# [Exercise material]
________________________

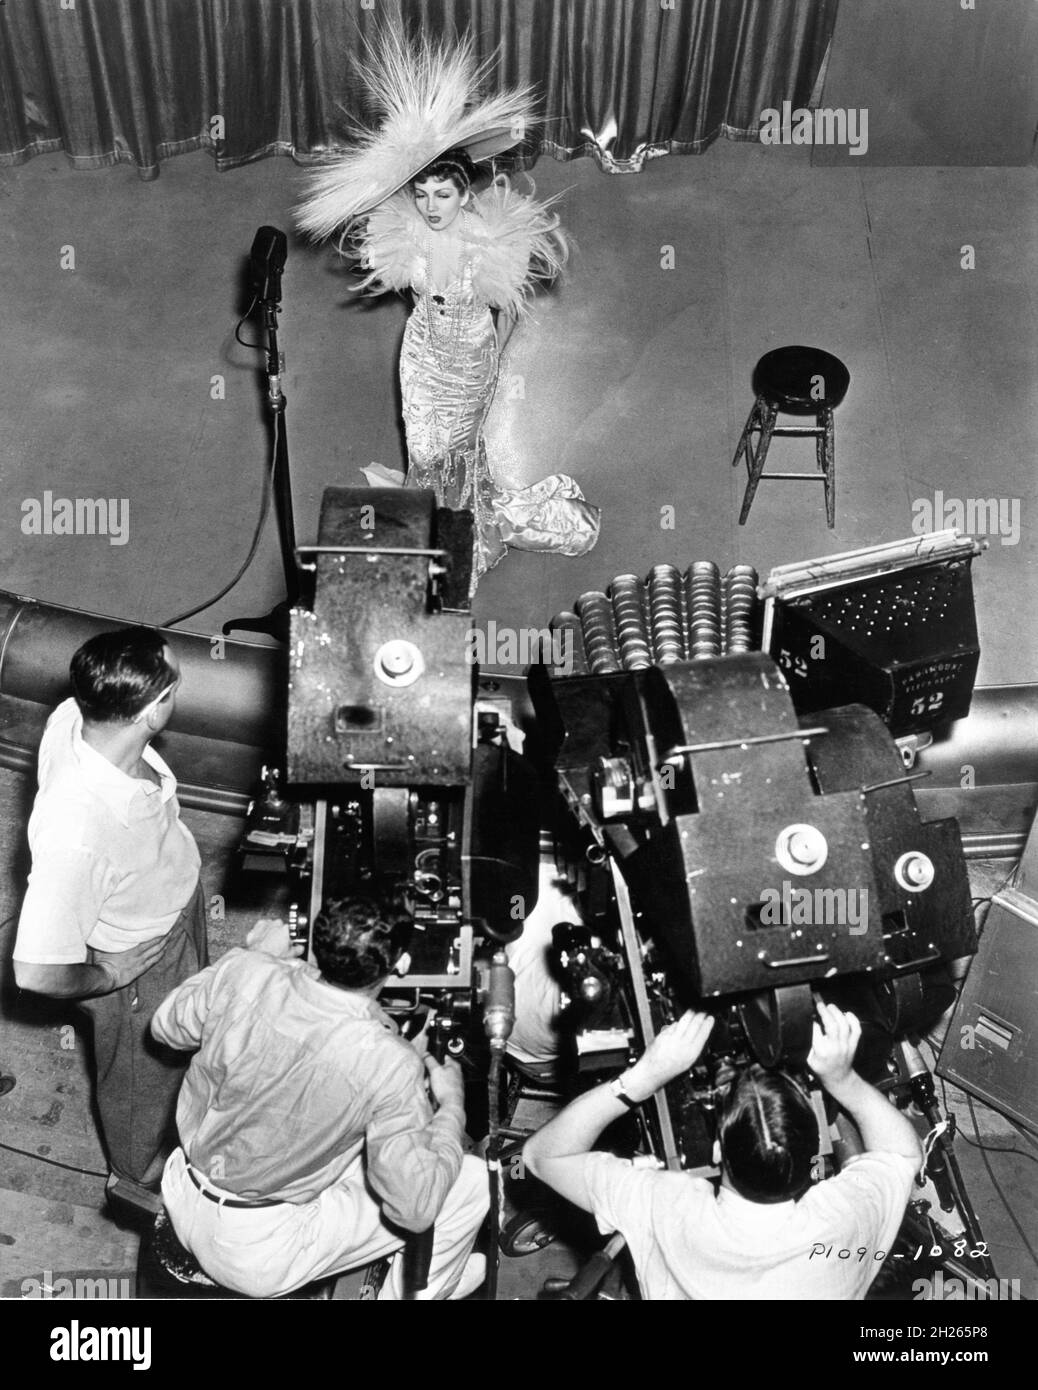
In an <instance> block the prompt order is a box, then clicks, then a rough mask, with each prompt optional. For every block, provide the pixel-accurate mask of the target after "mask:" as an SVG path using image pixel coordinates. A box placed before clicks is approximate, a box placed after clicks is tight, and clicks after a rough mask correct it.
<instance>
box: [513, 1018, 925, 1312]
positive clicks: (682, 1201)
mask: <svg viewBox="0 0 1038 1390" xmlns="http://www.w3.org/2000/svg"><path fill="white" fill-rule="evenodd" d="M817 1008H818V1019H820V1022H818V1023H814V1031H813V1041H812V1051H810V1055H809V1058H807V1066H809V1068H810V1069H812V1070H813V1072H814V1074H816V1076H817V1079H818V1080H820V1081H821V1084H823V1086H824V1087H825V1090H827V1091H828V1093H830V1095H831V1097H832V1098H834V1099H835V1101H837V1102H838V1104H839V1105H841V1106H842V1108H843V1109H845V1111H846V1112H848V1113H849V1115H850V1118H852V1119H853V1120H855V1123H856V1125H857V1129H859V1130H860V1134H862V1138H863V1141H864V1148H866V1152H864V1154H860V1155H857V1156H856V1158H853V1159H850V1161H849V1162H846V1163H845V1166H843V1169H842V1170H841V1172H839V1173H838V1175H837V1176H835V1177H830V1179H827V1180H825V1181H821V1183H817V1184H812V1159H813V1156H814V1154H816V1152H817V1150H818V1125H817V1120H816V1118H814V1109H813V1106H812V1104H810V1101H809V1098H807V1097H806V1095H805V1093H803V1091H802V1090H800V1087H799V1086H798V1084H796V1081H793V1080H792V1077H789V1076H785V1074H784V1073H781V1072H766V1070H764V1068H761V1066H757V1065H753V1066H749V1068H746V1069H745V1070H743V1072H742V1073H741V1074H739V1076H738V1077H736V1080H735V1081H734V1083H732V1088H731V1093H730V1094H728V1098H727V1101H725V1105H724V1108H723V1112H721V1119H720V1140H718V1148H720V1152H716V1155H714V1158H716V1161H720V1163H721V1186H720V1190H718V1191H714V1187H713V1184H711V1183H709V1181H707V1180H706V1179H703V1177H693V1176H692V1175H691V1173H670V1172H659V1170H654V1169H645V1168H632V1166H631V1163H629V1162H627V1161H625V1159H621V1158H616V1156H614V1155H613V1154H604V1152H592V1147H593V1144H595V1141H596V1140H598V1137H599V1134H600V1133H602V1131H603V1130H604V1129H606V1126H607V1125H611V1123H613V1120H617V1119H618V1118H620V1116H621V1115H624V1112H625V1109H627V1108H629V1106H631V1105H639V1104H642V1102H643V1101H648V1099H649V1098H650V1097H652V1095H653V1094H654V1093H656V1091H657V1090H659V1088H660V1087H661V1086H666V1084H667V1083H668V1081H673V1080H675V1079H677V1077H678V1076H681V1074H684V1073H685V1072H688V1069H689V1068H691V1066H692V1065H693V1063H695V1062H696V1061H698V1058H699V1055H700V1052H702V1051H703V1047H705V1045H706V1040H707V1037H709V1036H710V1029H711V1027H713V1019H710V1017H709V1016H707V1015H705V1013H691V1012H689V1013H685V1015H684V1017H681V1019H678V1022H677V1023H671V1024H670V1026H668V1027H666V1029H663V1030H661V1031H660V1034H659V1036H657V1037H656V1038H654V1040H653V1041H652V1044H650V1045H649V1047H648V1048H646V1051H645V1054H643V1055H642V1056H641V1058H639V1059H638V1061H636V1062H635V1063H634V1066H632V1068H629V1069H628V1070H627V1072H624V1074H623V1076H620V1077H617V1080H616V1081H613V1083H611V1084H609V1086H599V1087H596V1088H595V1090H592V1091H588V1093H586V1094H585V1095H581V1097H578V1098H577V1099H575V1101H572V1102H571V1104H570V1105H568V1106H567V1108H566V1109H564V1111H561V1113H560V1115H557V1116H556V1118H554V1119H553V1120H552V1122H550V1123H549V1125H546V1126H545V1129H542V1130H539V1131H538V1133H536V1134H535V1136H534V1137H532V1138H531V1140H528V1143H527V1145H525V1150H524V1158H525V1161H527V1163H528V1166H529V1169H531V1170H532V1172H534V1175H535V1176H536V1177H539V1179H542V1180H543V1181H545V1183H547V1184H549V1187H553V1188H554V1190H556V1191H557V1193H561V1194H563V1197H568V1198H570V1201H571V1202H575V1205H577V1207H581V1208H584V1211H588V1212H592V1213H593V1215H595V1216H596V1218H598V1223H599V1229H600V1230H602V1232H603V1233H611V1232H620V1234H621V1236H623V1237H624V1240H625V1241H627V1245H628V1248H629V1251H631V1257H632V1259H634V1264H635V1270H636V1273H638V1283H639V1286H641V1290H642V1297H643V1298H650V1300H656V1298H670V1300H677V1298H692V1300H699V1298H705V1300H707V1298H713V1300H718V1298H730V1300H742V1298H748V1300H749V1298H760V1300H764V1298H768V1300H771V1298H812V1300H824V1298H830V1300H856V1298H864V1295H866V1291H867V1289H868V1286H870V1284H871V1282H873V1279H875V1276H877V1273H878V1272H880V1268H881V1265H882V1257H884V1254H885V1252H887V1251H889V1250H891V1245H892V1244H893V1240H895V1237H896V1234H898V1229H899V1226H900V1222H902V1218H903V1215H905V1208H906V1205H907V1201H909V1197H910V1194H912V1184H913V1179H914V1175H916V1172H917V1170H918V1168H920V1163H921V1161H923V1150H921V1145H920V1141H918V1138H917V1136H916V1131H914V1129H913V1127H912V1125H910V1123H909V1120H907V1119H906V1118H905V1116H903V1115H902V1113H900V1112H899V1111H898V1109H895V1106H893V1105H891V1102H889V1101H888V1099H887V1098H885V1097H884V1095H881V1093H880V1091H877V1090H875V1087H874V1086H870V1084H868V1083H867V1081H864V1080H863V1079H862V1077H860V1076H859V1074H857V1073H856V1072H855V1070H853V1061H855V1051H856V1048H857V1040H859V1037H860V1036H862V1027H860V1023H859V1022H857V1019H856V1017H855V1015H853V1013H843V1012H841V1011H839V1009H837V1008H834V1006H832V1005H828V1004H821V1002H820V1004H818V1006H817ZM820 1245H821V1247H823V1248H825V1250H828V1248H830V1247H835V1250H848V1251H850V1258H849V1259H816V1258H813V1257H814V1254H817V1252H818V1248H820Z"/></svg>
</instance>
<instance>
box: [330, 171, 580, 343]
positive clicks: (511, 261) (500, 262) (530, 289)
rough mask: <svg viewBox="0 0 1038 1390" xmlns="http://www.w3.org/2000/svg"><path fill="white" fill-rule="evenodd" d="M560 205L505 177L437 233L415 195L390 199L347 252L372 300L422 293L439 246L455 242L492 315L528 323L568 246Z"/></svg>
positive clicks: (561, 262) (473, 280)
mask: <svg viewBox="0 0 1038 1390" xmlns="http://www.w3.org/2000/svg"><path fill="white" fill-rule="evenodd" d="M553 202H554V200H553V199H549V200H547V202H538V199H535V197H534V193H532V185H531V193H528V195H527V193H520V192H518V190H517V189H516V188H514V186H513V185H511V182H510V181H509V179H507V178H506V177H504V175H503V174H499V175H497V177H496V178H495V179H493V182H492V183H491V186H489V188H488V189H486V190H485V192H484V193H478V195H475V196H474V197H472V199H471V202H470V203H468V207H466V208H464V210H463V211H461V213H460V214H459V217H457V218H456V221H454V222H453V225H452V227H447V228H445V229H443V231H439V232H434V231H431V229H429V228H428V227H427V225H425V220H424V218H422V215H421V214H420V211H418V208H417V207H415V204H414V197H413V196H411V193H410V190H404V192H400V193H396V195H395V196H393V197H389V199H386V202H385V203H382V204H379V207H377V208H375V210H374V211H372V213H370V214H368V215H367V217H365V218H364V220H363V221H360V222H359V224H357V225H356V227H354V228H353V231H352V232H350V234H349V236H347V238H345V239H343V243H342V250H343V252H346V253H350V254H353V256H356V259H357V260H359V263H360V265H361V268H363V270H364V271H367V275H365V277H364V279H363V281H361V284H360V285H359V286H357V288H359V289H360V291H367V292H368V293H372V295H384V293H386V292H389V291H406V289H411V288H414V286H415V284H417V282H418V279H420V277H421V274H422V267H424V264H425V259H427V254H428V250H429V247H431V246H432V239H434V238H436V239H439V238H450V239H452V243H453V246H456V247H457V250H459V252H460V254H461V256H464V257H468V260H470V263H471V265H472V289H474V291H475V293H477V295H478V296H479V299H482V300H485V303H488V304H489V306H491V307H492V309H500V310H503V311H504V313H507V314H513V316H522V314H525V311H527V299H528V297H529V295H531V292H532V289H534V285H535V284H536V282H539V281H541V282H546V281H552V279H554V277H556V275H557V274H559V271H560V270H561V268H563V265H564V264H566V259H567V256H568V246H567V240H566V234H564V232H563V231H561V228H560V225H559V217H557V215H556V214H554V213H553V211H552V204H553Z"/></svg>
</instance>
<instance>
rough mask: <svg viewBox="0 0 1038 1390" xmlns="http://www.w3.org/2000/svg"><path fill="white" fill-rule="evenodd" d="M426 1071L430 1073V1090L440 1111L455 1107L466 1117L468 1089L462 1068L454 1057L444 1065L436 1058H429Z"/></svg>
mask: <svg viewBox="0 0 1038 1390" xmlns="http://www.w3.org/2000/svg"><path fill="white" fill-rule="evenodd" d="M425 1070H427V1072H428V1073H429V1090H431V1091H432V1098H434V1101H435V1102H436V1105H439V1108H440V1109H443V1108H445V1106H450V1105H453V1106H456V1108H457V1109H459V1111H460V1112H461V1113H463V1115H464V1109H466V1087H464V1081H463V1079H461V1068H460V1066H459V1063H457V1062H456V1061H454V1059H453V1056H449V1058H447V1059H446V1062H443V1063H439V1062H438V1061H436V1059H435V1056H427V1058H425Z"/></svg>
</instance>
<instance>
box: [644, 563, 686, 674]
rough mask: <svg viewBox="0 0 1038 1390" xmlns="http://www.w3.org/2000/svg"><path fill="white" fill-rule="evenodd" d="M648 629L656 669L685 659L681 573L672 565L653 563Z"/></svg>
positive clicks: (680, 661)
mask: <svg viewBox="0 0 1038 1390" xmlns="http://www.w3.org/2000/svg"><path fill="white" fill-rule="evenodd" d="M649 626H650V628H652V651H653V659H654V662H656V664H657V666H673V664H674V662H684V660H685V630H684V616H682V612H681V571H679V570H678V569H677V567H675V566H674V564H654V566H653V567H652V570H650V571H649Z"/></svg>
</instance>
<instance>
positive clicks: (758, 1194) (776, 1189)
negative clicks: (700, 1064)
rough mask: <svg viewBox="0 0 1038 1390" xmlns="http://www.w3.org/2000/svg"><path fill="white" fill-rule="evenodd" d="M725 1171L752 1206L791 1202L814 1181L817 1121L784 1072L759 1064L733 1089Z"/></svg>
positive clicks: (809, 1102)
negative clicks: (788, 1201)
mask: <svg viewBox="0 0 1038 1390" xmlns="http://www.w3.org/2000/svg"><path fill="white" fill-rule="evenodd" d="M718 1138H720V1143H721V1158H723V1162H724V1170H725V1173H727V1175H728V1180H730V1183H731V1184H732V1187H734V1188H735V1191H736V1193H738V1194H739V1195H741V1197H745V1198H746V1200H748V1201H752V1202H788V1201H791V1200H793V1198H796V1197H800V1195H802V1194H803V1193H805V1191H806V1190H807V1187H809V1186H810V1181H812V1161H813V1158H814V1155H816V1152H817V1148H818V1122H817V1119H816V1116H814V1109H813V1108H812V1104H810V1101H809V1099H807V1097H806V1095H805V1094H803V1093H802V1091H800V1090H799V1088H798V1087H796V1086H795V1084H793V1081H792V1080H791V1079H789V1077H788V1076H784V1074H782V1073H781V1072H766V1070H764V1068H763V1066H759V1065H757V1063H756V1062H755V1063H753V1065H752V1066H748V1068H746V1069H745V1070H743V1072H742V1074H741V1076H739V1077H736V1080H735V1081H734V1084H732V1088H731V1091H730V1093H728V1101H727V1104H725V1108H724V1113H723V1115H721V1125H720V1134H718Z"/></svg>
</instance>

________________________

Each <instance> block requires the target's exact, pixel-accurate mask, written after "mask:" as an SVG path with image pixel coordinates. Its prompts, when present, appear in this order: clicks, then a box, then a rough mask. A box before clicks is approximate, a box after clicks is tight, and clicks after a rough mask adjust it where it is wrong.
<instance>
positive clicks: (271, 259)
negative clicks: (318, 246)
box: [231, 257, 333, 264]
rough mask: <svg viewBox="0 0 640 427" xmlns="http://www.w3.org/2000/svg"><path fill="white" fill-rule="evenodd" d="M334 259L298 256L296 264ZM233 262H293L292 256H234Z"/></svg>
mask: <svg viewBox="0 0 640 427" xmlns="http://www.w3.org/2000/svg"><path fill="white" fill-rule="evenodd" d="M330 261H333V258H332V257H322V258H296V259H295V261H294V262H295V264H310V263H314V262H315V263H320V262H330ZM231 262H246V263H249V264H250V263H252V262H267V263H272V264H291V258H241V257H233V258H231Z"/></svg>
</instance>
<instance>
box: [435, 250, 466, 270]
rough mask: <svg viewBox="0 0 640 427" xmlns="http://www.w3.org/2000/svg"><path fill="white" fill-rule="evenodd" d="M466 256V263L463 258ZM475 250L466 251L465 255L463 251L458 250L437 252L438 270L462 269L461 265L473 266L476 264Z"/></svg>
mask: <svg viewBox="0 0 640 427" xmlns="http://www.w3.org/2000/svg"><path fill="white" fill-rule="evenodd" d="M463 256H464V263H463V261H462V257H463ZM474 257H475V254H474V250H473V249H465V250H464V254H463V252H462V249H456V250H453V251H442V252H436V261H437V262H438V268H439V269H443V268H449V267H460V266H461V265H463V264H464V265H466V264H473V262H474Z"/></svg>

________________________

Go through the records and report each line that contains "image".

In an <instance> block the prompt order is a box, then clicks, then a rough mask, with each prompt optional. For every block, provide the pixel-accurate mask of the target after "mask:" as an SVG path using image pixel coordinates. A box placed before clicks is approximate, a box placed after clicks is tight, and clicks after a rough mask correct it.
Each <instance> block requires the target's exact, pixel-accurate mask, written after "mask:" as an SVG path with image pixel coordinates. Its prompts, when present, appear in this order: clicks, then a box, then a rough mask. A box before clicks is approximate, a box after clicks is tight, and clicks after a rough mask adjust it where it is wrong.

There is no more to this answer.